Study text:
++++

Scientists have created the world’s tiniest thermometer that is 20,000 times smaller than a human hair, using DNA structures that can fold and unfold at specifically defined temperatures.
The advance may significantly aid our understanding of natural and human designed nanotechnologies by enabling to measure temperature at the nanoscale, researchers said.
Over 60 years ago, researchers discovered that the DNA molecules that encode our genetic information can unfold when heated.
“In recent years, biochemists also discovered that biomolecules such as proteins or RNA (a molecule similar to DNA) are employed as nanothermometers in living organisms and report temperature variation by folding or unfolding,” said Alexis Vallee-Belisle, professor at University of Montreal in Canada.
“Inspired by those natural nanothermometers, which are typically 20,000 times smaller than a human hair, we have created various DNA structures that can fold and unfold at specifically defined temperatures,” said Vallee-Belisle.
One of the main advantages of using DNA to engineer molecular thermometers is that DNA chemistry is relatively simple and programmable.
“DNA is made from four different monomer molecules called nucleotides - nucleotide A binds weakly to nucleotide T, whereas nucleotide C binds strongly to nucleotide G,” said David Gareau, from the University of Montreal.
“Using these simple design rules we are able to create DNA structures that fold and unfold at a specifically desired temperature,” Gareau said.

++++

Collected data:
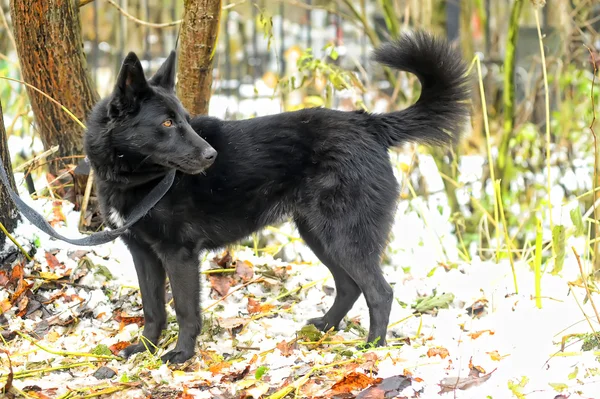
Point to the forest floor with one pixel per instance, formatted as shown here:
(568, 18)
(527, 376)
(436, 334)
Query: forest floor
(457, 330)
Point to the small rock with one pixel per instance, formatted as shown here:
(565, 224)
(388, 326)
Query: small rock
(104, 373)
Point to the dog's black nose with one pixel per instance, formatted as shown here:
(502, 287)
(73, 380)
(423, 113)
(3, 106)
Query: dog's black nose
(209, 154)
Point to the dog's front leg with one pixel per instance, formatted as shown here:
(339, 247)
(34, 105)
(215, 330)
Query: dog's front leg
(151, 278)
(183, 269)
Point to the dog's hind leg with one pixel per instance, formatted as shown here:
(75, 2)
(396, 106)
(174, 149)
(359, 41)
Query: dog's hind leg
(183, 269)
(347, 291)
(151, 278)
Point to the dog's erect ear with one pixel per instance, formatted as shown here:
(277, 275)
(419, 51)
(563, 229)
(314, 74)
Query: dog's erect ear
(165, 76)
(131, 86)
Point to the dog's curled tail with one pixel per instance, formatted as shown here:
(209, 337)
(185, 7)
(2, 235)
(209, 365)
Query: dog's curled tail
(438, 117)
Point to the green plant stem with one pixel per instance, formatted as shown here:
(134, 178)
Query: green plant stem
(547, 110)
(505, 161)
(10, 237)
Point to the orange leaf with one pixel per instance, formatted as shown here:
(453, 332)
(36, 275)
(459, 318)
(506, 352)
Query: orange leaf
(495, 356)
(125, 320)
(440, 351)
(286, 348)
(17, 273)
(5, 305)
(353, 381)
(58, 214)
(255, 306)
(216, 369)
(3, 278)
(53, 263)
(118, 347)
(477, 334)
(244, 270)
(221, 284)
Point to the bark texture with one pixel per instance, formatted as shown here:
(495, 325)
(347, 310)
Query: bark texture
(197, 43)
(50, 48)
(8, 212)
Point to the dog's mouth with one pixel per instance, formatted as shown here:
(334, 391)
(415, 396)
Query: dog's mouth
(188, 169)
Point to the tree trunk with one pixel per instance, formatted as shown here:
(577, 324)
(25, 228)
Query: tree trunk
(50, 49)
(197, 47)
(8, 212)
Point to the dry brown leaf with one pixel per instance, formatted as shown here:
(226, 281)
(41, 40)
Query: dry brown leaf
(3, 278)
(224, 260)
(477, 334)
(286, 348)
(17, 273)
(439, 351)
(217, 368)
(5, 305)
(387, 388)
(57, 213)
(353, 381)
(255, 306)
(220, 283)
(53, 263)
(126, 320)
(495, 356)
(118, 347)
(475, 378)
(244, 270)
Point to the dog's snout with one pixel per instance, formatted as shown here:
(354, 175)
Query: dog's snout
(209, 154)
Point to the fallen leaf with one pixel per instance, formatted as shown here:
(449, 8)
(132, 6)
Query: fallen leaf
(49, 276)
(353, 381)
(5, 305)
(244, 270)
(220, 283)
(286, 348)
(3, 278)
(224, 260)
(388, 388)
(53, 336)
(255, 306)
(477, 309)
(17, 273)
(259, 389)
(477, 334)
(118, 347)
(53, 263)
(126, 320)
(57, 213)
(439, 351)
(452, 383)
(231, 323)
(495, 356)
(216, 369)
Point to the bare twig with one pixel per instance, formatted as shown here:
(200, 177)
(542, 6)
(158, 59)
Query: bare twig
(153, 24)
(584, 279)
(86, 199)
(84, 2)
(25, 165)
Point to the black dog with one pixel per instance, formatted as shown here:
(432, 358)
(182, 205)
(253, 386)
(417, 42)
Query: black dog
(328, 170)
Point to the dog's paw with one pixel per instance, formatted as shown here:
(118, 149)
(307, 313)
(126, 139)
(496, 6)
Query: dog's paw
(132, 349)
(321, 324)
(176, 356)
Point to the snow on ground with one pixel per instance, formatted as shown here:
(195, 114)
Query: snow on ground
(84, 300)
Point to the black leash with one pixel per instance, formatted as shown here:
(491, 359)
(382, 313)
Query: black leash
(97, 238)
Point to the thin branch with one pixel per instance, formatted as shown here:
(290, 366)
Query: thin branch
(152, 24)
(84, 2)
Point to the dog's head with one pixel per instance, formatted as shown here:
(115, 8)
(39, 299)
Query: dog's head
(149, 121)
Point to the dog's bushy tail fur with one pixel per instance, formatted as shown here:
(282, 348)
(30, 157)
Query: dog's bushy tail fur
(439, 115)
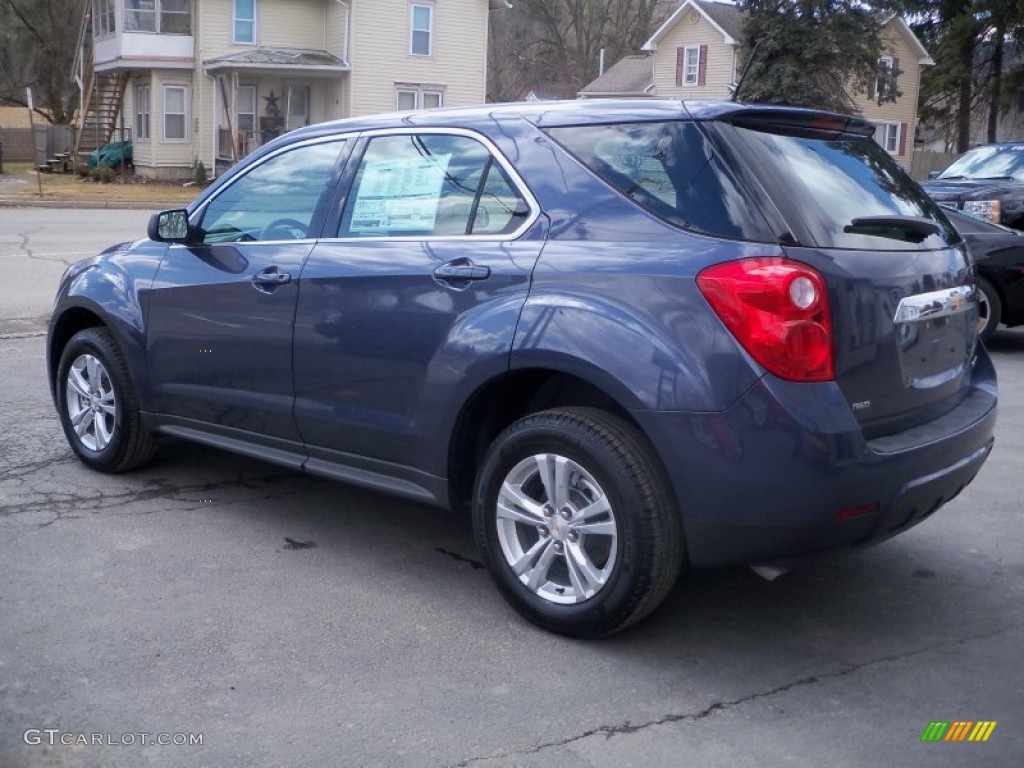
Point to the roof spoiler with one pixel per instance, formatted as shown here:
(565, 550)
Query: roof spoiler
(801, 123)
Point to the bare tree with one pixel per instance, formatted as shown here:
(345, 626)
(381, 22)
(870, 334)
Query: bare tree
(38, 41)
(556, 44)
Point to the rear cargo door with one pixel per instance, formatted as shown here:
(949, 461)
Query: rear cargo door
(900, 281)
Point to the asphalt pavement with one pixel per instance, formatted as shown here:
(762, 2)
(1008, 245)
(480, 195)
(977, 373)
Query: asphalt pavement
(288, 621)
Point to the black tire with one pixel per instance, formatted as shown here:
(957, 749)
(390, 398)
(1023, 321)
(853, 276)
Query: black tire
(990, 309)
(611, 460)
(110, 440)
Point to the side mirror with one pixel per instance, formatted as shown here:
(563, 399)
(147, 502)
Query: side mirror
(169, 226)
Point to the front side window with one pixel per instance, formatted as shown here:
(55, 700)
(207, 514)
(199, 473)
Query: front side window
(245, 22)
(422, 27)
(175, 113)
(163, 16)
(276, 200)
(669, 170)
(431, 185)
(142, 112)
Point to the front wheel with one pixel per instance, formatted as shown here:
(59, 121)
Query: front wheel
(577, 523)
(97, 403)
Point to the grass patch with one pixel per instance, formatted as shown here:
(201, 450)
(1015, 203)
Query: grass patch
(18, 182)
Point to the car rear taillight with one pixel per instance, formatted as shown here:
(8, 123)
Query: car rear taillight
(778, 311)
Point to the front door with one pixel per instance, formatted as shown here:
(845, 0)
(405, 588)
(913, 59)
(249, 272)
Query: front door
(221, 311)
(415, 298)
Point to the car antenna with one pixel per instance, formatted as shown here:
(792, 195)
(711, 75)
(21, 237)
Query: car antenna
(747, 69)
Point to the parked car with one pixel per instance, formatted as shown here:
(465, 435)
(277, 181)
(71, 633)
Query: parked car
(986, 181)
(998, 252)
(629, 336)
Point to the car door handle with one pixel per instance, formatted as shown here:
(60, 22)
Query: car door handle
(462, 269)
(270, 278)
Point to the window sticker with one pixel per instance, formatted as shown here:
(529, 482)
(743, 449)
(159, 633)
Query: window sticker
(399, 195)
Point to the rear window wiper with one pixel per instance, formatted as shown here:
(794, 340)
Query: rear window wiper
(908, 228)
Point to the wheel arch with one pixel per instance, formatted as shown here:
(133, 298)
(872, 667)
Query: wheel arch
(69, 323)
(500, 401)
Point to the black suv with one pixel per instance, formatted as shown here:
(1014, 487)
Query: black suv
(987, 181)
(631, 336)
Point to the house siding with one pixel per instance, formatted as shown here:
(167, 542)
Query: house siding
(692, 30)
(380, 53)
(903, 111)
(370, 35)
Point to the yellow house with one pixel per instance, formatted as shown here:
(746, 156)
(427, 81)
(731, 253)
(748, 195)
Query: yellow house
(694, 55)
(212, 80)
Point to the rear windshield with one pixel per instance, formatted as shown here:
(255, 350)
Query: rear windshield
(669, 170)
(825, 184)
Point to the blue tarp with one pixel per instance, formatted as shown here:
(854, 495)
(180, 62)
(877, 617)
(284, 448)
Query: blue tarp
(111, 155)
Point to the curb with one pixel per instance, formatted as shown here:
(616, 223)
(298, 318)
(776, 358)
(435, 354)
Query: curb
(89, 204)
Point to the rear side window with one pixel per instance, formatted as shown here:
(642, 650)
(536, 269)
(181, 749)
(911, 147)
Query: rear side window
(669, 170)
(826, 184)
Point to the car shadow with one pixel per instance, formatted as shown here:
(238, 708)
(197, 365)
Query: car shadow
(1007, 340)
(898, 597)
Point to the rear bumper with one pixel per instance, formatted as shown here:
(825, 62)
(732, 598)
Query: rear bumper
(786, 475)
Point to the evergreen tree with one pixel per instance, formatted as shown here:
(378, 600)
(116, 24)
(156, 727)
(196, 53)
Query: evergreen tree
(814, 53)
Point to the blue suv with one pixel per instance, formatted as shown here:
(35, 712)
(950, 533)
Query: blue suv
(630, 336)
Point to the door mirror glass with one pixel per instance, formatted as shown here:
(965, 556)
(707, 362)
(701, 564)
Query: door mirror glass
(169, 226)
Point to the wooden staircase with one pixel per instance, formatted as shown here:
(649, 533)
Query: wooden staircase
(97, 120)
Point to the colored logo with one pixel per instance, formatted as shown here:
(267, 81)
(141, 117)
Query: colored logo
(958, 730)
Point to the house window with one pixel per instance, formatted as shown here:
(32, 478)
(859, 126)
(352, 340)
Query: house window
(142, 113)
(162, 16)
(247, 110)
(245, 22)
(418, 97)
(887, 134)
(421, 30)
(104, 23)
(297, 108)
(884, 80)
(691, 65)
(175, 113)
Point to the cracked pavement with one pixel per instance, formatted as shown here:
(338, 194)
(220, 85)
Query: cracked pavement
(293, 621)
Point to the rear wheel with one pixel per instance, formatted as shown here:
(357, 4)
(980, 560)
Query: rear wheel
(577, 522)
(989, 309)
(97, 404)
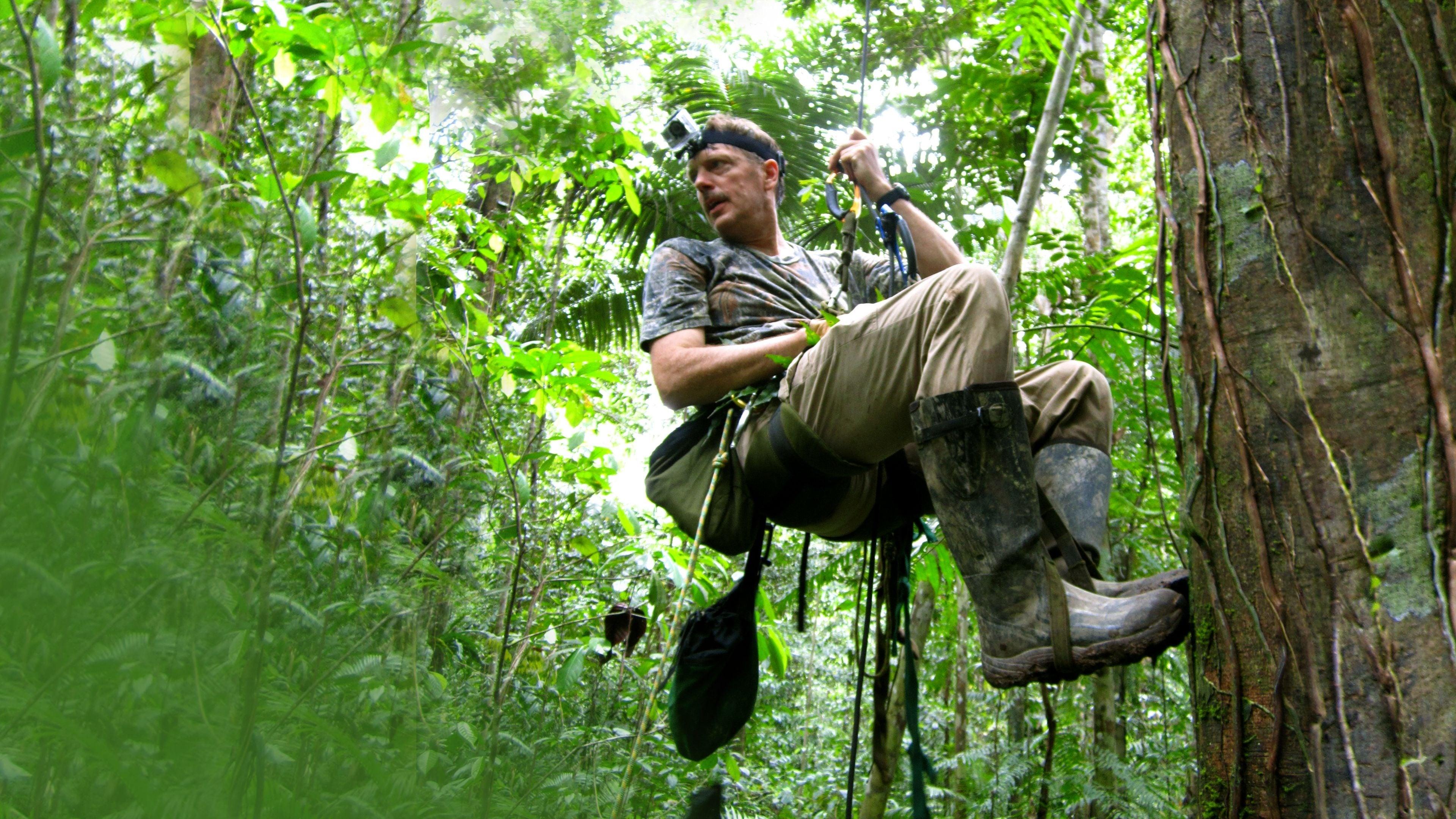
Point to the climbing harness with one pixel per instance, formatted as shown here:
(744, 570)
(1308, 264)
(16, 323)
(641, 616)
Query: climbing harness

++++

Brief 1:
Retype the stretch of the DNA thermometer article from "Scientists have created" through "Montreal in Canada.".
Brief 2:
Write what comes next in the article on the DNA nanothermometer, continuing right after its final sentence.

Response area 1:
Scientists have created the world’s tiniest thermometer that is 20,000 times smaller than a human hair, using DNA structures that can fold and unfold at specifically defined temperatures.
The advance may significantly aid our understanding of natural and human designed nanotechnologies by enabling to measure temperature at the nanoscale, researchers said.
Over 60 years ago, researchers discovered that the DNA molecules that encode our genetic information can unfold when heated.
“In recent years, biochemists also discovered that biomolecules such as proteins or RNA (a molecule similar to DNA) are employed as nanothermometers in living organisms and report temperature variation by folding or unfolding,” said Alexis Vallee-Belisle, professor at University of Montreal in Canada.

Response area 2:
“By adding optical reporters to these DNA structures, we can therefore create 5 nm—wide thermometers that produce an easily detectable signal as a function of temperature,” said Arnaud Desrosiers, from the University of Montreal.
These nanoscale thermometers open many exciting avenues in the emerging field of nanotechnology, and may even help us to better understand molecular biology.
“There are still many unanswered questions in biology,” said Vallee-Belisle.
“For example, we know that the temperature inside the human body is maintained at 37 degrees Celsius, but we have no idea whether there is a large temperature variation at the nanoscale inside each individual cell,” she said.
Researchers are trying to determine whether nanomachines and nanomotors developed by nature over millions years of evolution also overheat when functioning at high rate.
“In the near future, we also envision that these DNA-based nanothermometers may be implemented in electronic-based devices in order to monitor local temperature variation at the nanoscale,” said Vallee-Belisle.
The study was published in the journal Nano Letters.